[Entries from a dataset]
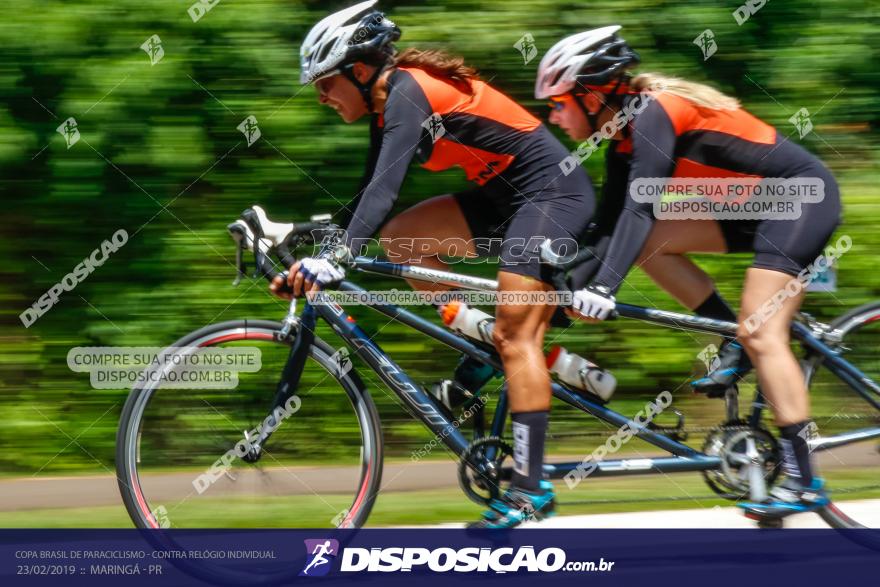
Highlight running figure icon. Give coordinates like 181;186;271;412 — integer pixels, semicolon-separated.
300;539;339;576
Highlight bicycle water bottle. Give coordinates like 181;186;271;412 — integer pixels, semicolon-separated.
440;302;495;344
547;346;617;401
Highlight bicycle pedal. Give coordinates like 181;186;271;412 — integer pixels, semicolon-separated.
691;385;733;399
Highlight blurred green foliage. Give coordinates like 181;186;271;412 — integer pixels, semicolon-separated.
0;0;880;473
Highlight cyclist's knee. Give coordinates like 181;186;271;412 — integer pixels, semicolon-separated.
492;315;535;358
736;321;789;355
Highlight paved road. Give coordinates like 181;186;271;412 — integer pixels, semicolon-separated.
0;443;880;511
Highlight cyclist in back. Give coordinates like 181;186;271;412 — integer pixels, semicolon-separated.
272;0;594;528
536;26;841;517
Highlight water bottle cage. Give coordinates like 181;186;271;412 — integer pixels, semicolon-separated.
477;318;495;344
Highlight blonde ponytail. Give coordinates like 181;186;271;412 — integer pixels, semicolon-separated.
630;73;740;110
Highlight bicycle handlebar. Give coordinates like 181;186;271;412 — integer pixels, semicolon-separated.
227;206;616;314
226;206;330;289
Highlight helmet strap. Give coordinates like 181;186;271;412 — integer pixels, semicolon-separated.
570;76;624;132
569;90;605;132
339;63;388;113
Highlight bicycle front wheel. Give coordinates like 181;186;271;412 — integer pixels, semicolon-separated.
117;320;382;528
804;303;880;528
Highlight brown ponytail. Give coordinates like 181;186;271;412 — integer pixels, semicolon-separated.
392;47;479;93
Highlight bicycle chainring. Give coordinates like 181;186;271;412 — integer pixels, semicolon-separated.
703;421;782;500
458;436;513;505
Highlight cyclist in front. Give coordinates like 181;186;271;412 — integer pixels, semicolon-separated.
536;26;841;517
272;0;594;528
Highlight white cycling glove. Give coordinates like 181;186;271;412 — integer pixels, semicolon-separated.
299;257;345;286
571;285;615;320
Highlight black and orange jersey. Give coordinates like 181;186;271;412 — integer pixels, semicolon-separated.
347;67;568;245
594;92;827;291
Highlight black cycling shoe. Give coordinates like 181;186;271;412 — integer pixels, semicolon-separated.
691;340;752;397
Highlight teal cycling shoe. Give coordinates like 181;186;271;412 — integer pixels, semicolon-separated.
468;481;556;530
691;341;752;397
736;478;831;519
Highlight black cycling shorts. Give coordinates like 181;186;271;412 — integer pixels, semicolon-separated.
719;167;841;275
453;173;595;283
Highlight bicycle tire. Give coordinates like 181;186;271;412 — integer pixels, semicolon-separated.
116;320;383;529
803;302;880;532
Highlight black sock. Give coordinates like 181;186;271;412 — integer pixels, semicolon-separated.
511;410;550;491
694;289;736;322
779;420;814;487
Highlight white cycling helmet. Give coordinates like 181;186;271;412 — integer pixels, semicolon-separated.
299;0;400;84
535;25;639;99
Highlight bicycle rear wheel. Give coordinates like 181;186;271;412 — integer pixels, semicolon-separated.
804;303;880;528
117;320;382;528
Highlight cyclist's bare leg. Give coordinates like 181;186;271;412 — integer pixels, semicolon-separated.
636;220;727;310
379;194;477;291
737;267;810;427
494;271;555;412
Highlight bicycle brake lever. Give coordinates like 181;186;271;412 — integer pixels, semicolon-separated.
232;243;247;287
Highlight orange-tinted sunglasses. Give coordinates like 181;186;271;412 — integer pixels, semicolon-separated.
547;94;584;111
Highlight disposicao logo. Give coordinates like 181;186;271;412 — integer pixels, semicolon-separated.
299;538;339;577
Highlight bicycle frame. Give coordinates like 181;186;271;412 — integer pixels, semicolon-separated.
304;257;880;479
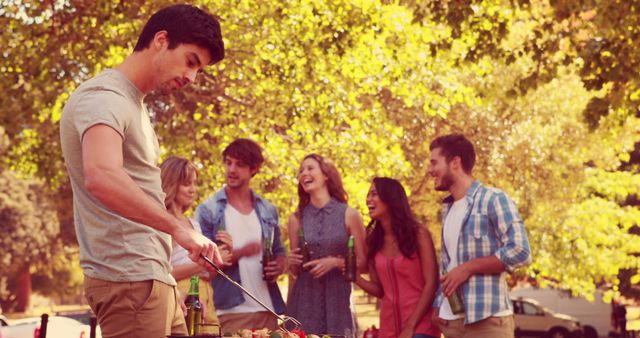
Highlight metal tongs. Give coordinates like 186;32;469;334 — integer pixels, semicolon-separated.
200;254;302;332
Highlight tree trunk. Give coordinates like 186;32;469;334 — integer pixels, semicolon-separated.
15;264;31;312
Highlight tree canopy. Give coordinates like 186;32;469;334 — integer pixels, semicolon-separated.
0;0;640;306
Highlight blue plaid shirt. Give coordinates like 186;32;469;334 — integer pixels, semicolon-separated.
434;181;531;324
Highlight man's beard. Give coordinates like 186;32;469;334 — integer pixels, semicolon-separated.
436;171;454;191
227;178;245;189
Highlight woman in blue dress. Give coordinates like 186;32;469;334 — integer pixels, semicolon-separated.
287;154;366;336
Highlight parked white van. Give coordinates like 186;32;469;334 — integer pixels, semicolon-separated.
511;287;619;338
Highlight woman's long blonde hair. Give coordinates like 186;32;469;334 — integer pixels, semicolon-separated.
160;156;198;212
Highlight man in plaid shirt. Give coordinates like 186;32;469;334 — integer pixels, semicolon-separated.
429;134;531;338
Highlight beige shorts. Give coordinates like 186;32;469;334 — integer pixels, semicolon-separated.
438;316;515;338
84;276;187;338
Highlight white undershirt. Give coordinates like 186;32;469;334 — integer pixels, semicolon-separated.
216;204;273;316
440;198;469;320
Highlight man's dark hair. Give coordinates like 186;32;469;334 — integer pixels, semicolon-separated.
133;5;224;64
222;138;264;173
429;134;476;174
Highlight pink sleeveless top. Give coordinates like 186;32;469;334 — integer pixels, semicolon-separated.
375;252;440;338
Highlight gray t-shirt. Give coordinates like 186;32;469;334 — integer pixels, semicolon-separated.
60;69;175;285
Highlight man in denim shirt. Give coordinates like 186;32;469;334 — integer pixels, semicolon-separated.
196;139;286;332
429;134;531;338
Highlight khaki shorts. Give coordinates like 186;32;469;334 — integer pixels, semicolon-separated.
438;316;515;338
84;276;187;338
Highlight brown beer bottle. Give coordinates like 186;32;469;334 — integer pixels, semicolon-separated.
298;227;311;265
443;269;464;315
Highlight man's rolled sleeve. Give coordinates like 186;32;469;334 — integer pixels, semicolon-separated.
489;192;531;272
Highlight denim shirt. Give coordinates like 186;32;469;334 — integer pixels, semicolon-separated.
195;188;286;314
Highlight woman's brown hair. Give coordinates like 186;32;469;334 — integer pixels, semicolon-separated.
296;154;349;218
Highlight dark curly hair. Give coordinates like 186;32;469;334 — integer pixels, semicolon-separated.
367;177;426;260
133;5;224;64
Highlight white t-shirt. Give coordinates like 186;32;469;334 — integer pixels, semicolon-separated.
216;204;273;316
440;198;469;320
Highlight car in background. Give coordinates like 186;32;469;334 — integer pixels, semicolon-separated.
511;298;582;338
3;316;100;338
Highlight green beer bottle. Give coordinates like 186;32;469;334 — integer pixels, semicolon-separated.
262;238;273;282
184;276;202;336
298;227;311;265
344;236;358;282
214;222;226;247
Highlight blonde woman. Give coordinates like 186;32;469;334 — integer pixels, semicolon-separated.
160;157;232;324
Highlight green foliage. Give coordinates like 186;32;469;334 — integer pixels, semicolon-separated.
0;0;640;302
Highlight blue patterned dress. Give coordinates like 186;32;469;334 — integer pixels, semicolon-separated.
287;198;355;335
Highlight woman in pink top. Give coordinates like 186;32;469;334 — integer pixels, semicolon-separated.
356;177;440;338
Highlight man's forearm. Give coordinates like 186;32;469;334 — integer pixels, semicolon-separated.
85;168;179;234
461;255;505;276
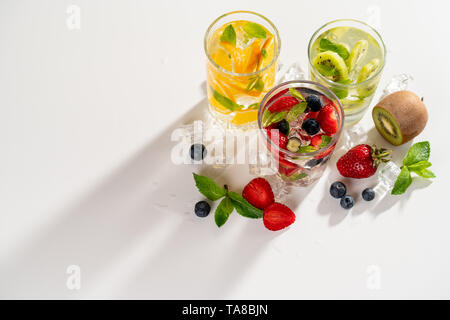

| Set exercise |
Please identify every line of the records above that contains the word "bottle", and copy each such line. Case counts.

| Exercise output |
Highlight bicycle water bottle. Give coordinates like 181;186;271;412 — integer pixels, semicolon-separated.
Highlight water bottle cage. Give coordinates like 181;186;271;412 — integer pixels, semicolon-separated.
Highlight brown beer bottle. Give coordinates like 186;32;469;334 — integer pixels, semicolon-separated.
Highlight green beer bottle. Give coordinates like 186;32;469;334 — integer pixels, semicolon-separated.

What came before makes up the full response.